#### ACTION ITEM:
Could you retype every record below exactly as it appears?

------ SUPPLIED RECORDS

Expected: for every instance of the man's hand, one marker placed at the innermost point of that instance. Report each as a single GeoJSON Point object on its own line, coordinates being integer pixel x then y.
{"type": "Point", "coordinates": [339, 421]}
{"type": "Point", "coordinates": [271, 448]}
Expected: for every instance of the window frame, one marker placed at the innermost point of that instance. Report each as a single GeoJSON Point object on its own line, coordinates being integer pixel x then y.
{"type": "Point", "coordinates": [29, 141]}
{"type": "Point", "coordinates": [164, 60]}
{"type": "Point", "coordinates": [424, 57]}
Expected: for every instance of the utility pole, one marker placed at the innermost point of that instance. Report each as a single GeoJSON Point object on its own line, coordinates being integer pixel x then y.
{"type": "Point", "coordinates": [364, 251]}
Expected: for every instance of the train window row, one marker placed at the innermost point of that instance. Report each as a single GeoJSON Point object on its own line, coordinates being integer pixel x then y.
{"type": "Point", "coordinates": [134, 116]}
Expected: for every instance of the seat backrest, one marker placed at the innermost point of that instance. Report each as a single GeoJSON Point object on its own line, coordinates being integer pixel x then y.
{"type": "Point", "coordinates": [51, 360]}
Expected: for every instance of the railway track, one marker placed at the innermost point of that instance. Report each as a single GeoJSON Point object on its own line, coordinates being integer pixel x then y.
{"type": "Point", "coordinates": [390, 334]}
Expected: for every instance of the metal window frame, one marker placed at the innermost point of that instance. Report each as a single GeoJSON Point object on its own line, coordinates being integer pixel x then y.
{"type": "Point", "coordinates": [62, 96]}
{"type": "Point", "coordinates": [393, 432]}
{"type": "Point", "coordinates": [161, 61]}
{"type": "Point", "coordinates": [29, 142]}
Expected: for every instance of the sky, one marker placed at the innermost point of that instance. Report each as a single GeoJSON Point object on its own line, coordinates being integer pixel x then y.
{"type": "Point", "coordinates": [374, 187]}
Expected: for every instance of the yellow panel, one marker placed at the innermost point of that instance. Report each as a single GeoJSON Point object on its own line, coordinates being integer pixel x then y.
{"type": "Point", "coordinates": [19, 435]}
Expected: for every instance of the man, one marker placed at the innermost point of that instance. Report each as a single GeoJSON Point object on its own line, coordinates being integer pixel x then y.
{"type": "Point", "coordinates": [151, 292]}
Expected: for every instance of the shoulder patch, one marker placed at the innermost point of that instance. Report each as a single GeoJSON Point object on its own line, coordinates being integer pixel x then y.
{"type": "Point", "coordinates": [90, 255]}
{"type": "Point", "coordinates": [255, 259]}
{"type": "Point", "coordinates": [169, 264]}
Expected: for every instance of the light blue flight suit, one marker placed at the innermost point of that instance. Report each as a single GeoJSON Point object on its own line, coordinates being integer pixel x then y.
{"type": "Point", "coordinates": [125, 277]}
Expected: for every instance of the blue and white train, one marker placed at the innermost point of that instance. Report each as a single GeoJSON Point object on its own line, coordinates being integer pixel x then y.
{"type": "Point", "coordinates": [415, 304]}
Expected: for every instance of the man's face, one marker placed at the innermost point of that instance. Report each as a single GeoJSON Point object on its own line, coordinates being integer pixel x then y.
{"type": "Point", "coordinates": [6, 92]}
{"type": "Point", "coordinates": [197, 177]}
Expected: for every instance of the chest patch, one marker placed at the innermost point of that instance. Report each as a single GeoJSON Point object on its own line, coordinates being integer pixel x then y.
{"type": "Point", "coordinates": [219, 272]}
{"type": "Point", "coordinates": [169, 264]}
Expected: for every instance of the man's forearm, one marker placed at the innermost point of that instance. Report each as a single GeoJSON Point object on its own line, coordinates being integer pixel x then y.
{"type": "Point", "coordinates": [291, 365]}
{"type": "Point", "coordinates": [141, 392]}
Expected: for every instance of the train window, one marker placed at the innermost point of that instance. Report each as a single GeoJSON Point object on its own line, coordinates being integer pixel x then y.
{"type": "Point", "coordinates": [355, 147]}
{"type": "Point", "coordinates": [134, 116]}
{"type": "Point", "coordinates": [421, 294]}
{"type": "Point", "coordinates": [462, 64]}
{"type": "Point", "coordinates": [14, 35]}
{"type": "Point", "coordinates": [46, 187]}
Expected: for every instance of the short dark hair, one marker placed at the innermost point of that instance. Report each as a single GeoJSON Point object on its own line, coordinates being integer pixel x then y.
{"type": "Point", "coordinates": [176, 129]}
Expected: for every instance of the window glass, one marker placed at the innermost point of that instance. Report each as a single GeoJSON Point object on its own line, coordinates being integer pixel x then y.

------------

#### WRITTEN ANSWER:
Expected: for every instance of the man's hand, one marker placed at the innermost point of that instance. Report each as a single GeoJSON Point object on its own line, coordinates being integer pixel x then y.
{"type": "Point", "coordinates": [339, 421]}
{"type": "Point", "coordinates": [271, 448]}
Expected: for every instance of the window frame, one marker placed at the innermost point of that instance. Report each as a single GeoJSON Point object on its own line, coordinates being integer pixel x then y.
{"type": "Point", "coordinates": [29, 141]}
{"type": "Point", "coordinates": [164, 60]}
{"type": "Point", "coordinates": [424, 57]}
Expected: for every instance of the utility pole, one marker placed at the innermost point of that instance. Report each as a single GeoJSON Point object on its own line, coordinates being integer pixel x then y.
{"type": "Point", "coordinates": [364, 251]}
Expected: for every instance of the train window row, one marker placed at the innermost point of that instance. Report each as a single GeoJSON Point object on its own line, coordinates being integer pixel x then y.
{"type": "Point", "coordinates": [134, 116]}
Expected: for every instance of the seat backrest, one marker placed at the innermost point of that instance. Report each as a single GeoJSON Point object on its own line, coordinates being integer pixel x then y.
{"type": "Point", "coordinates": [51, 360]}
Expected: for every instance of the railway track, one marker placed at the innermost point of that instance. Report each as a single GeoJSON Point object on its own line, coordinates being integer pixel x then y.
{"type": "Point", "coordinates": [390, 334]}
Expected: for every instance of the metal window frame, one marker placed at the innermost point of that instance. Report each as a single GeoJSON Point object on its own line, coordinates being integer pixel x then y.
{"type": "Point", "coordinates": [62, 96]}
{"type": "Point", "coordinates": [393, 432]}
{"type": "Point", "coordinates": [161, 61]}
{"type": "Point", "coordinates": [29, 142]}
Expected: for every instance of the sky, one marker placed at the innermost point of that instance. Report each as a single GeoJSON Point object on its own line, coordinates being integer pixel x then y.
{"type": "Point", "coordinates": [374, 187]}
Expected: for every instance of the yellow panel, one marker placed at the innermost point of that instance. Report each as a single GeoJSON Point object on its own line, coordinates being integer pixel x then y.
{"type": "Point", "coordinates": [19, 435]}
Expected: for every instance of the man, one marker placed at the innermost point of that instance. Report each as a single GeoJSON Point object on its own line, coordinates being integer pixel x then y.
{"type": "Point", "coordinates": [151, 292]}
Expected: for every instance of the shoulder patch, one marker placed at the innermost point of that instance. Report each as a single GeoJSON Point object on its own line, coordinates being integer pixel x then y.
{"type": "Point", "coordinates": [90, 255]}
{"type": "Point", "coordinates": [255, 259]}
{"type": "Point", "coordinates": [169, 264]}
Expected: for every instance of the light blue flight suit, one marker placed at the innermost point of that instance. Report each as a single GeoJSON Point object on its own line, coordinates being integer pixel x then y.
{"type": "Point", "coordinates": [125, 277]}
Expected: for every instance of the blue and white train, one marker placed at the innermost point of that instance. Report each as a single GeoJSON Point object on its own line, coordinates being integer pixel x then y.
{"type": "Point", "coordinates": [415, 304]}
Expected: for every instance of the man's face, one marker placed at the innermost point of that instance. Report each as a single GeoJSON Point object on its own line, coordinates being integer pixel x then y.
{"type": "Point", "coordinates": [6, 92]}
{"type": "Point", "coordinates": [197, 177]}
Expected: for every instance of the chest patch, one marker placed at the innermost point of that instance. Report each as a single GeoJSON Point object on its own line, coordinates being integer pixel x then y.
{"type": "Point", "coordinates": [219, 272]}
{"type": "Point", "coordinates": [169, 264]}
Expected: for every instance of the man's forearm, one marker placed at the innermost point of that instance. Report each as a single GeoJSON Point object on its own line, coordinates being integer pixel x then y.
{"type": "Point", "coordinates": [291, 365]}
{"type": "Point", "coordinates": [141, 392]}
Expected: for every instance of the train window, one marker placed at the innermost point of that instance. Report each as a single GeoJSON Point object on its own line, coordinates being integer pixel x then y.
{"type": "Point", "coordinates": [355, 147]}
{"type": "Point", "coordinates": [134, 116]}
{"type": "Point", "coordinates": [421, 294]}
{"type": "Point", "coordinates": [462, 64]}
{"type": "Point", "coordinates": [14, 35]}
{"type": "Point", "coordinates": [46, 187]}
Expected: for every instance of the short dark hair, one marker placed at the innermost point of that instance. Report each as a single GeoJSON Point object on its own line, coordinates being integer pixel x then y.
{"type": "Point", "coordinates": [176, 129]}
Expected: for every instance of the window glass, one marker placed at the innermost point of that instance. Report each as a single GeoJSON Point object on its own line, coordinates being integer pixel x then y.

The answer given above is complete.